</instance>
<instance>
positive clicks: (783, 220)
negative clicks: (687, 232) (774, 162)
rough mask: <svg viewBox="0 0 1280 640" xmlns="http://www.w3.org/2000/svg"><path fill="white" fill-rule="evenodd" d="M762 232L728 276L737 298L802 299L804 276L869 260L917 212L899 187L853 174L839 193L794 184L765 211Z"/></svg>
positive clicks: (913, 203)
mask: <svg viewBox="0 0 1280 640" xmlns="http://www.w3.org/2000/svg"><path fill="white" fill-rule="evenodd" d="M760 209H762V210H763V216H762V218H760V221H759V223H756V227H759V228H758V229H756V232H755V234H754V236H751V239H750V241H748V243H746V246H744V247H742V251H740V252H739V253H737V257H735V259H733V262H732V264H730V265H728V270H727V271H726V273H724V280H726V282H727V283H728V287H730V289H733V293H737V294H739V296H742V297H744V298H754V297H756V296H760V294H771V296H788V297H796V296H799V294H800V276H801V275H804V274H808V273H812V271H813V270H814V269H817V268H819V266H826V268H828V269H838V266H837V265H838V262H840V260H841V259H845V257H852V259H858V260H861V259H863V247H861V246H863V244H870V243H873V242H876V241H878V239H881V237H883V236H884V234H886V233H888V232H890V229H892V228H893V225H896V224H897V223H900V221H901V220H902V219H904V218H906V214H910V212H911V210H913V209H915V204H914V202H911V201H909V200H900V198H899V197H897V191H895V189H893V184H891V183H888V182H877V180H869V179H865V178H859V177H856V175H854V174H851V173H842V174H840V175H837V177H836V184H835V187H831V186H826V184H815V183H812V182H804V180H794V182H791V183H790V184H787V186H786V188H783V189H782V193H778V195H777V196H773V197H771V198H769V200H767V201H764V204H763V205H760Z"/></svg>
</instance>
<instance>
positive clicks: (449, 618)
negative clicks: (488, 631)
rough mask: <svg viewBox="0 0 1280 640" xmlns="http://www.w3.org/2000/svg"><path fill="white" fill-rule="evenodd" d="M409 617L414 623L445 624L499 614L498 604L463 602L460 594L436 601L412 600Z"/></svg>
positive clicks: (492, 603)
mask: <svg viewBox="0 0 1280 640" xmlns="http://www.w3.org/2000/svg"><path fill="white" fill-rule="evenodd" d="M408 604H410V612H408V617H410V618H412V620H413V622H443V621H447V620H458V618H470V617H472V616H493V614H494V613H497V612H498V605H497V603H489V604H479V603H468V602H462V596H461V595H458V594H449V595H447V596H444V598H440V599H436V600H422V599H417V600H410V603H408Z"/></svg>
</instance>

**Required action**
Rewrite everything from the start of the material above down through the line containing "negative clicks: (687, 232) (774, 162)" as a numbered list, leaving out any blank lines.

**Problem solution**
1. </instance>
2. <instance>
3. positive clicks: (783, 220)
4. negative clicks: (687, 232) (774, 162)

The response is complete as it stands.